### Documento di riferimento ###

È indubbio che la vita in città rende l'esercizio fisico quanto mai difficile: le macchine prendono il sopravvento sulle biciclette e sui pedoni, e lo sviluppo edilizio ingoia gli spazi verdi. Come se non bastasse, le città sono il paradiso dei fast food: spostandosi in massa nelle zone urbanizzate i popoli del Mediterraneo hanno abbandonato il loro regime alimentare tradizionale e rinomatamente sano, a base di olio di oliva, pesce e frutta, cosa che ha spinto il governo italiano e quello greco a varare delle campagne contro l'alimentazione errata, quella a base di "junk-food," letteralmente cibo spazzatura.
In alcune aree del mondo questo "progresso" è stato talmente rapido che la popolazione è passata in un balzo dalla fame al sovrappeso nell'arco di una sola generazione. In pratica in tutto il mondo lo stile di vita e le modalità lavorative stanno diventando sempre più americani, e le abitudini alimentari non sono da meno. Le porzioni di cibo si stanno ingigantendo. Secondo uno studio pubblicato di recente sulla rivista dell'Associazione Dietetica Americana, la porzione media di patatine fritte è triplicata dal 1955 ad oggi, passando da 75 a 220 grammi.
In molti paesi è tra i bambini e gli adolescenti che cresce smisuratamente il tasso di obesità, di pari passo con le patologie ad essa correlate, quali il diabete di secondo tipo. In tema di obesità infantile i nutrizionisti accusano anche le strategie di marketing del settore alimentare e il proliferare dei supermarket. Quest'ultimo elemento, in particolare, ha drasticamente modificato le abitudini alimentari dei giovani e giovanissimi: negli anni '90 in America Latina soltanto il 16 per cento del cibo consumato era acquistato in un supermarket. Oggi, dieci anni dopo, la percentuale è salita al 60 per cento.

###

◆ Attività:
Secondo il documento di riferimento, quale percentuale del cibo consumato in America Latina negli anni '90 veniva acquistata in un supermarket? Le righe non hanno alcun ruolo in questo esercizio.

### Dati in esame ###

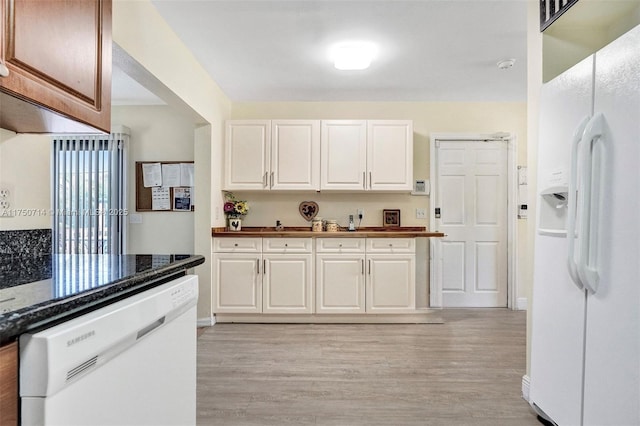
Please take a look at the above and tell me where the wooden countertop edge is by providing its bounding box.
[211,227,445,238]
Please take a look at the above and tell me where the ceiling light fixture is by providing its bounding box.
[331,41,376,70]
[496,59,516,70]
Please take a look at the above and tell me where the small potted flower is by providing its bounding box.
[224,191,249,231]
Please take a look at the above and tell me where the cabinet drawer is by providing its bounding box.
[213,238,262,253]
[262,238,311,253]
[316,238,365,253]
[367,238,416,253]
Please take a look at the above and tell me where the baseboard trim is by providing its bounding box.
[516,297,529,311]
[522,374,531,403]
[216,311,444,324]
[196,316,216,327]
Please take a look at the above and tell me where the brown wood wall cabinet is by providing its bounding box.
[0,0,112,133]
[0,342,18,426]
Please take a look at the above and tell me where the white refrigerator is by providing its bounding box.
[529,27,640,426]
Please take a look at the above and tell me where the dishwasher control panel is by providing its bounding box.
[171,285,197,308]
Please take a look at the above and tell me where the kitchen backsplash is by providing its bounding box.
[0,229,52,258]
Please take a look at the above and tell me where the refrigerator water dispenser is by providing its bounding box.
[538,186,569,237]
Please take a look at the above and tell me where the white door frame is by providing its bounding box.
[429,132,518,309]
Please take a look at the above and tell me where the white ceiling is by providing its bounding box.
[113,0,527,103]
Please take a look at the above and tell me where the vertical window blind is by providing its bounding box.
[51,127,129,254]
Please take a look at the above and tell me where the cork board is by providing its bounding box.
[136,161,194,212]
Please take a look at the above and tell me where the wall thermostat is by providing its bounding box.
[411,179,431,195]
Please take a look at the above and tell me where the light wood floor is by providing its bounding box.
[198,309,540,426]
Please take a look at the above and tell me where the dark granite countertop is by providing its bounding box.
[0,254,204,344]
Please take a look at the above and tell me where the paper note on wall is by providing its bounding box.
[151,186,171,210]
[162,164,180,187]
[142,163,162,188]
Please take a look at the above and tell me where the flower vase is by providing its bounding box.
[229,217,242,231]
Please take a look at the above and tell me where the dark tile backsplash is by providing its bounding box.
[0,229,52,259]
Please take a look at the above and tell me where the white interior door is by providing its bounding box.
[434,141,508,307]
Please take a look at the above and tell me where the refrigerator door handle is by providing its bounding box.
[578,113,606,293]
[567,116,590,290]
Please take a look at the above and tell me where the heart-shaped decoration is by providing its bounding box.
[298,201,320,221]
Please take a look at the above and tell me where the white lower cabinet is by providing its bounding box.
[262,254,313,314]
[213,238,314,314]
[316,253,365,314]
[316,238,416,314]
[213,253,262,313]
[366,254,416,313]
[213,238,416,314]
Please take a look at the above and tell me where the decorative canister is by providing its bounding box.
[311,217,322,232]
[229,217,242,231]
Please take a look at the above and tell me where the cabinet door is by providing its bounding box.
[320,120,367,190]
[0,0,112,133]
[269,120,320,191]
[367,120,413,191]
[316,254,365,314]
[213,253,262,313]
[224,120,271,190]
[262,254,313,314]
[366,254,416,313]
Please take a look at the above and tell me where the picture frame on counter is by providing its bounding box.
[382,209,400,226]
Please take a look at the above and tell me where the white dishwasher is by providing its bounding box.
[20,275,198,426]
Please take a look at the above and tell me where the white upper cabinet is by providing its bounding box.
[224,116,413,191]
[320,120,367,191]
[269,120,320,191]
[224,120,271,190]
[320,120,413,191]
[367,120,413,191]
[224,120,320,190]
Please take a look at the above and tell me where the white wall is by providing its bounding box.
[0,129,51,231]
[113,0,231,322]
[111,106,194,254]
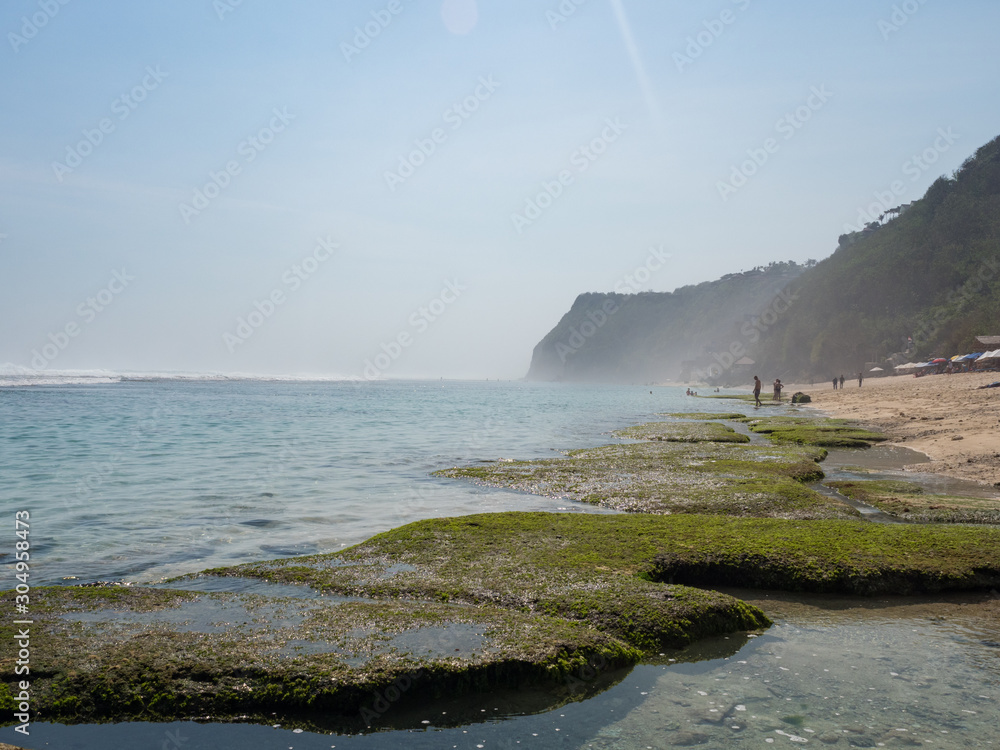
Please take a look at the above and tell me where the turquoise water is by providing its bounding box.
[0,381,692,585]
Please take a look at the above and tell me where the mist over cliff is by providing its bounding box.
[527,131,1000,385]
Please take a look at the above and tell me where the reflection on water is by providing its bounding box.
[9,591,1000,750]
[581,592,1000,749]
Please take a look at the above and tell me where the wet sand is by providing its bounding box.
[785,372,1000,487]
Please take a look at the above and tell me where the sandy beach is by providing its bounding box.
[785,372,1000,486]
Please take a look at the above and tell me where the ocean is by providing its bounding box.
[0,379,680,585]
[0,374,1000,750]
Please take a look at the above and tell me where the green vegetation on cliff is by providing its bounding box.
[528,132,1000,385]
[528,261,806,383]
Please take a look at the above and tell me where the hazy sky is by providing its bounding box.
[0,0,1000,378]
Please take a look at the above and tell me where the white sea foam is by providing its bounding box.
[0,363,359,388]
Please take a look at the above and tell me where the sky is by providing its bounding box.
[0,0,1000,379]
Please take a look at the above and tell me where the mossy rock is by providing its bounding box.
[435,442,858,518]
[663,411,746,420]
[0,584,644,732]
[612,424,750,443]
[826,479,1000,524]
[745,416,888,448]
[221,513,1000,604]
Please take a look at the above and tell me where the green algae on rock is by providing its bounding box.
[435,442,858,518]
[611,415,750,443]
[215,513,1000,612]
[0,587,641,731]
[826,479,1000,524]
[213,513,769,651]
[743,416,888,448]
[648,516,1000,596]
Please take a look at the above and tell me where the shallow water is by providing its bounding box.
[9,590,1000,750]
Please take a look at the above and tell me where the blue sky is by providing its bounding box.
[0,0,1000,378]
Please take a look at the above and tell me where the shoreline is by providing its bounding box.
[785,372,1000,487]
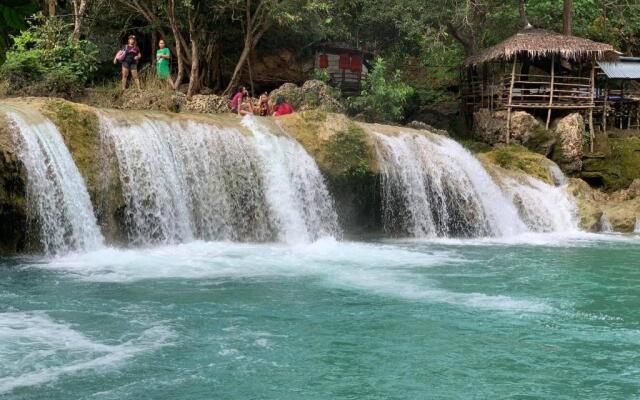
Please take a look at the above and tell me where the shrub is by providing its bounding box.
[0,15,98,98]
[349,58,413,121]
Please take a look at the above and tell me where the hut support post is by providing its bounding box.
[602,78,609,135]
[506,55,518,144]
[589,65,596,153]
[547,54,556,130]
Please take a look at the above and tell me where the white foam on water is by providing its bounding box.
[242,116,339,243]
[396,231,630,247]
[36,238,550,312]
[101,112,339,245]
[101,114,272,245]
[375,132,527,237]
[0,312,173,394]
[496,172,579,233]
[0,105,103,254]
[600,214,613,233]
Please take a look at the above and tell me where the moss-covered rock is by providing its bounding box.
[477,144,555,185]
[278,110,381,233]
[569,179,640,233]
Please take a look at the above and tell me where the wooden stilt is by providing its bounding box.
[506,55,518,144]
[602,78,609,135]
[589,65,596,153]
[547,54,556,130]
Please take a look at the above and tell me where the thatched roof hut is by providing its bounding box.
[465,28,617,65]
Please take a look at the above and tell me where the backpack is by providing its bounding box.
[116,47,127,62]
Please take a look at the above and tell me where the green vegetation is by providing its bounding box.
[0,0,640,125]
[481,144,553,184]
[0,15,98,98]
[325,121,371,177]
[0,0,38,65]
[349,58,413,121]
[580,137,640,192]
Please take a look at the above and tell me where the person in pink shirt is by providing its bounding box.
[229,86,249,115]
[273,97,295,117]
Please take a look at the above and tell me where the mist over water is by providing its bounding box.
[0,106,640,400]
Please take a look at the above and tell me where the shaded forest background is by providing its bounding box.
[0,0,640,121]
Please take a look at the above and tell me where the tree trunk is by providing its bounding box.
[168,0,184,89]
[224,36,252,95]
[73,0,87,40]
[562,0,573,35]
[187,9,200,97]
[47,0,56,17]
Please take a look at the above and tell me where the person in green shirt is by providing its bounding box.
[156,39,173,87]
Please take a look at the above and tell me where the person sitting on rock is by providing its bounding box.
[273,96,295,117]
[238,96,255,115]
[255,92,271,117]
[229,86,249,115]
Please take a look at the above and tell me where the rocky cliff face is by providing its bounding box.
[0,115,29,254]
[277,110,381,233]
[569,179,640,233]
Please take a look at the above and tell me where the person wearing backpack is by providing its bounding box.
[113,35,142,90]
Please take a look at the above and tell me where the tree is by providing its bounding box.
[0,0,38,65]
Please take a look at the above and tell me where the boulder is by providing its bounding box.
[407,121,449,137]
[569,178,640,233]
[553,113,585,173]
[473,109,546,146]
[627,179,640,200]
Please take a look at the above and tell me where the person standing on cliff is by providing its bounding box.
[113,35,142,90]
[156,39,173,88]
[229,86,249,115]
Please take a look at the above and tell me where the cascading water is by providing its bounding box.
[0,105,103,254]
[101,114,272,245]
[375,133,527,237]
[499,172,578,232]
[243,117,339,243]
[600,214,613,233]
[101,113,337,244]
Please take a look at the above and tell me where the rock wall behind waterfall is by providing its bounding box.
[0,105,103,254]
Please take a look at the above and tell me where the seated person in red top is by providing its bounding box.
[273,97,294,117]
[229,86,249,115]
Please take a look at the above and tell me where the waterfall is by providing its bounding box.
[0,105,103,254]
[375,133,527,237]
[242,117,338,243]
[499,175,578,232]
[101,113,337,244]
[600,214,613,233]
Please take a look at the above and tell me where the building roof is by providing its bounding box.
[598,57,640,79]
[465,28,617,65]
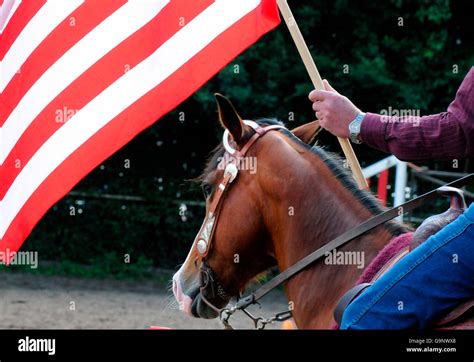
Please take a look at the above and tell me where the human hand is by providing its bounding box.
[309,79,361,138]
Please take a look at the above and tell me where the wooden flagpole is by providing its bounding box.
[277,0,368,189]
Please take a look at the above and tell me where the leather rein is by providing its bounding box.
[193,120,474,329]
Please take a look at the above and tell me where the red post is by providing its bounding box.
[377,169,388,206]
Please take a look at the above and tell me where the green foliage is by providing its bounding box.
[24,0,474,276]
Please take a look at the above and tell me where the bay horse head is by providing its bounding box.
[173,94,319,318]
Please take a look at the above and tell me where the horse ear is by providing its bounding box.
[214,93,244,142]
[291,121,322,145]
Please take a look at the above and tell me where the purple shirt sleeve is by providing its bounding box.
[361,67,474,160]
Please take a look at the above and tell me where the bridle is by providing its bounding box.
[193,120,474,329]
[193,120,286,324]
[194,120,286,259]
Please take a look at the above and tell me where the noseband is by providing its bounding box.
[194,120,285,311]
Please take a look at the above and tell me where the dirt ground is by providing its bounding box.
[0,272,287,329]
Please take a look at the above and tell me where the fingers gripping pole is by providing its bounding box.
[277,0,368,189]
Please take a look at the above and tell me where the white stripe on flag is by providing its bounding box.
[0,0,84,92]
[0,0,169,165]
[0,0,260,238]
[0,0,21,34]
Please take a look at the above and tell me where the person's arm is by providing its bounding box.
[310,68,474,160]
[361,68,474,160]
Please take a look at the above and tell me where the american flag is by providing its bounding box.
[0,0,280,262]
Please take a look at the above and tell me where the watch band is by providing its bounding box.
[349,112,365,144]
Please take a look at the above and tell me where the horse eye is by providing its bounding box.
[202,184,212,199]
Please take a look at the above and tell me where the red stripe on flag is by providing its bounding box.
[0,0,213,200]
[0,0,279,256]
[0,0,46,60]
[0,0,126,127]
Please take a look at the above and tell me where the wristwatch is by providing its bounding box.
[349,112,365,144]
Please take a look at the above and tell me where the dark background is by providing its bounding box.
[23,0,474,276]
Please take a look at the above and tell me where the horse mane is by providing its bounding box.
[196,118,408,236]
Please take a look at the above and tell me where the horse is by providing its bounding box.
[172,94,474,329]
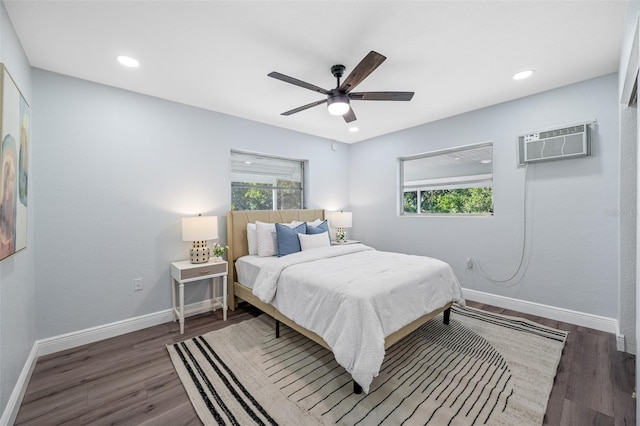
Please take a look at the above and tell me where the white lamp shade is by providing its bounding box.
[182,216,218,241]
[331,212,352,228]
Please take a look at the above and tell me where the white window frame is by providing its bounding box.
[231,150,306,210]
[398,141,494,217]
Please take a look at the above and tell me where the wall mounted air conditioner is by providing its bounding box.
[518,123,591,166]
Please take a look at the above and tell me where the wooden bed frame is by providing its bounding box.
[227,209,453,393]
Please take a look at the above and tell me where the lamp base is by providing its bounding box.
[190,241,211,263]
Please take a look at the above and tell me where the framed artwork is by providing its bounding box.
[0,64,30,260]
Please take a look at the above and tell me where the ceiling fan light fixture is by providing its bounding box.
[327,95,349,115]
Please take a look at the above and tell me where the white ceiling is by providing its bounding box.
[3,0,627,143]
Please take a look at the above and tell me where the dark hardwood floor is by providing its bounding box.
[16,302,635,426]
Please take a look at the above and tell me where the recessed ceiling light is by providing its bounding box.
[513,70,534,80]
[117,55,140,68]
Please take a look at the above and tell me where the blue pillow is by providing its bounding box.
[276,222,307,257]
[305,220,331,242]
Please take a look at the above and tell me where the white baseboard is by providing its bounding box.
[463,288,624,341]
[0,299,216,426]
[36,299,218,356]
[0,342,38,426]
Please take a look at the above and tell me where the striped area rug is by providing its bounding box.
[167,307,567,426]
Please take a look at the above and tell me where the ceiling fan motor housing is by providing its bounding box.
[331,65,346,78]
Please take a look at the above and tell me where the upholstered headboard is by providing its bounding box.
[227,209,325,309]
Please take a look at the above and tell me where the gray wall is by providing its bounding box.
[618,1,640,353]
[32,70,348,338]
[0,3,36,420]
[349,74,620,318]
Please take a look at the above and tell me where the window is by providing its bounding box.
[400,143,493,215]
[231,151,304,210]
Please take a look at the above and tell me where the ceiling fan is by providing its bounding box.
[267,50,413,123]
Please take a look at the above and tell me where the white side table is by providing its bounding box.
[171,258,228,334]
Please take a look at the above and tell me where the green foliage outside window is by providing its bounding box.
[404,187,493,214]
[231,179,302,210]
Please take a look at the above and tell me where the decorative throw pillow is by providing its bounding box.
[256,220,304,256]
[298,231,331,251]
[306,220,331,245]
[276,223,307,257]
[247,223,258,255]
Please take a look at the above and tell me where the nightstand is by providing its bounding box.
[171,258,228,334]
[331,240,360,246]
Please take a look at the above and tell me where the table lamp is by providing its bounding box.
[331,211,352,243]
[182,215,218,263]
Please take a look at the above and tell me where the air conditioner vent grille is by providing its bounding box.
[517,123,591,166]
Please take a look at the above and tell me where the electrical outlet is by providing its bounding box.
[133,278,142,291]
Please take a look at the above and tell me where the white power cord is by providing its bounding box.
[470,164,529,288]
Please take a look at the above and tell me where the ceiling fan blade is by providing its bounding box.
[338,50,387,93]
[349,92,413,101]
[280,99,327,115]
[342,107,357,123]
[267,71,331,95]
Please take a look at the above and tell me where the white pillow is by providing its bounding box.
[255,220,302,257]
[247,223,258,255]
[307,219,324,226]
[298,232,331,251]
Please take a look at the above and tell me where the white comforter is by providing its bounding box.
[253,244,464,392]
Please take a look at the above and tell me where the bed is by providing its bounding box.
[227,209,464,393]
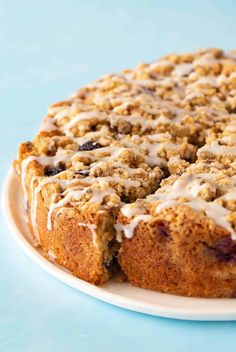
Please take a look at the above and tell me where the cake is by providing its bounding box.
[14,49,236,297]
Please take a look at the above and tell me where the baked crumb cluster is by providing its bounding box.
[16,49,236,254]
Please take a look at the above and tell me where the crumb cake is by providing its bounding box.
[14,49,236,297]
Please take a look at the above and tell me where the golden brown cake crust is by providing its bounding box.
[14,49,236,297]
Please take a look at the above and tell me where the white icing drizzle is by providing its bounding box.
[115,214,153,241]
[150,174,236,238]
[61,110,106,134]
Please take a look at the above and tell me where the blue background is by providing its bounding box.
[0,0,236,352]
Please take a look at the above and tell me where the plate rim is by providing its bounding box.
[1,167,236,321]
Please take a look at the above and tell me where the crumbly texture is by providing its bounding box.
[14,49,236,297]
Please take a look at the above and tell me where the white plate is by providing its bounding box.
[2,170,236,320]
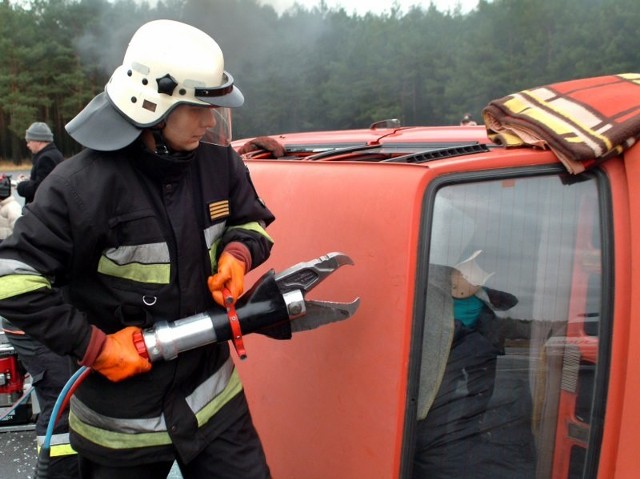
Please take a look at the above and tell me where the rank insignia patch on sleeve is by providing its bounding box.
[209,200,229,221]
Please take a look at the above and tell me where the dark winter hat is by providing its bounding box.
[24,121,53,142]
[0,175,11,200]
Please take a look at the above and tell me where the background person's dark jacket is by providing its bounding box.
[17,143,64,204]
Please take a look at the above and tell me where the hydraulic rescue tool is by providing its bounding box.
[36,252,360,479]
[134,252,360,361]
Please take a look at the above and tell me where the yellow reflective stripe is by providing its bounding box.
[49,444,78,457]
[0,274,51,299]
[196,368,242,427]
[69,411,171,449]
[98,256,171,284]
[36,433,78,457]
[69,369,242,449]
[38,444,78,457]
[229,221,273,243]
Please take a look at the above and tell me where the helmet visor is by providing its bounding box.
[200,106,232,146]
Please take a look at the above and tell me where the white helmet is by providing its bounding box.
[66,20,244,151]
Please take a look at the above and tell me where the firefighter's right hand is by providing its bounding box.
[88,326,151,383]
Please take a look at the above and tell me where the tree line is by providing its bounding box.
[0,0,640,163]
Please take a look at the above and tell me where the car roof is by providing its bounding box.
[232,126,496,161]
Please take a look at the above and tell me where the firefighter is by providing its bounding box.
[0,20,274,479]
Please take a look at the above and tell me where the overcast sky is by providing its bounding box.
[259,0,478,14]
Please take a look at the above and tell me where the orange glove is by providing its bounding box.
[207,251,246,308]
[90,326,151,383]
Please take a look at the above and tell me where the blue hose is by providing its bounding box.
[35,366,91,479]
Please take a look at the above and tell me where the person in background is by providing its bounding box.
[460,113,478,126]
[0,175,22,242]
[0,20,275,479]
[0,171,80,479]
[16,121,64,205]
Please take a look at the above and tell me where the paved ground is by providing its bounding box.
[0,431,36,479]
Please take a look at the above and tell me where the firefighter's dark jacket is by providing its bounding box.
[0,143,274,465]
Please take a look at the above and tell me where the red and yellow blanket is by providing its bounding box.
[482,73,640,174]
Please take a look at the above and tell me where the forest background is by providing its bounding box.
[0,0,640,164]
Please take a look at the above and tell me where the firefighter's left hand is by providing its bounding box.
[207,251,246,308]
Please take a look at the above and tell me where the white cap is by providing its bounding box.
[454,253,495,286]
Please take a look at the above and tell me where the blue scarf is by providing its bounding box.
[453,296,484,328]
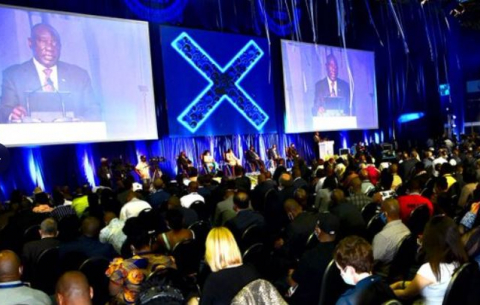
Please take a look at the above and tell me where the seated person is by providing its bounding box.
[177,150,193,173]
[246,145,265,170]
[333,235,396,305]
[201,150,218,174]
[391,216,468,304]
[105,218,176,304]
[157,209,195,252]
[225,148,241,167]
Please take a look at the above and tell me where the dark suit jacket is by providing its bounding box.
[312,77,354,116]
[22,237,60,281]
[268,148,280,160]
[0,59,101,123]
[225,210,265,241]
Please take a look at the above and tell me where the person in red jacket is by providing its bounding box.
[398,178,433,223]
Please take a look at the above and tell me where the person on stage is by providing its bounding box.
[135,155,151,183]
[312,54,352,116]
[0,23,101,123]
[177,150,193,173]
[246,145,265,171]
[202,149,218,174]
[98,158,113,187]
[225,148,242,167]
[268,144,281,167]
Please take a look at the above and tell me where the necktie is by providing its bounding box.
[43,69,55,92]
[330,82,337,97]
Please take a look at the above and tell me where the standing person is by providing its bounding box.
[0,23,101,123]
[312,54,353,116]
[391,216,468,305]
[135,155,150,183]
[247,145,265,171]
[200,227,259,305]
[268,144,280,167]
[98,158,112,187]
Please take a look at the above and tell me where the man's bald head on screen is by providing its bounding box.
[325,54,338,81]
[28,23,62,68]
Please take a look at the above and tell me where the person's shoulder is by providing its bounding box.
[3,60,35,75]
[57,61,88,76]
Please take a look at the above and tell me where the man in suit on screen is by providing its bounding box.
[312,54,353,116]
[0,23,101,123]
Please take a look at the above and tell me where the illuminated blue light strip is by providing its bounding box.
[171,32,269,133]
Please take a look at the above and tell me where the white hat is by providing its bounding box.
[132,182,143,192]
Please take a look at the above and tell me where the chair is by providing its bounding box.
[407,204,430,236]
[240,224,265,250]
[387,234,418,283]
[31,247,60,295]
[362,202,379,223]
[23,225,41,244]
[79,257,110,305]
[318,260,349,305]
[442,262,480,305]
[190,200,210,220]
[172,239,203,276]
[366,214,385,242]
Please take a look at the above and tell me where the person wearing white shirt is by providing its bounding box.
[120,192,152,221]
[180,181,205,208]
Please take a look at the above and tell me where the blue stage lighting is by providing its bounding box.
[397,112,425,124]
[171,32,269,133]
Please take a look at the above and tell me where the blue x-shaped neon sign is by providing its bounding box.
[172,32,269,133]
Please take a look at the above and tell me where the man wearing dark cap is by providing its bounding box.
[0,250,52,305]
[288,213,340,304]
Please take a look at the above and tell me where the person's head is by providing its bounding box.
[315,213,340,242]
[278,173,293,187]
[322,175,338,190]
[55,271,93,305]
[283,199,303,220]
[382,198,400,222]
[0,250,23,283]
[167,196,182,210]
[233,191,250,211]
[39,218,58,238]
[292,167,302,178]
[333,235,373,285]
[422,215,468,281]
[28,23,62,68]
[205,227,243,272]
[81,216,101,238]
[325,54,338,81]
[330,189,345,204]
[165,209,184,231]
[188,181,198,193]
[350,177,362,193]
[293,188,308,209]
[153,178,165,190]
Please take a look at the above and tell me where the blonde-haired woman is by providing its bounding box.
[200,227,259,305]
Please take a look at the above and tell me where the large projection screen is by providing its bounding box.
[282,40,378,133]
[0,6,158,146]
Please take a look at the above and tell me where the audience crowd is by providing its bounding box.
[0,135,480,305]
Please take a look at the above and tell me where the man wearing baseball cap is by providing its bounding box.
[288,213,340,304]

###

◆ Risposta:
Il 16 per cento.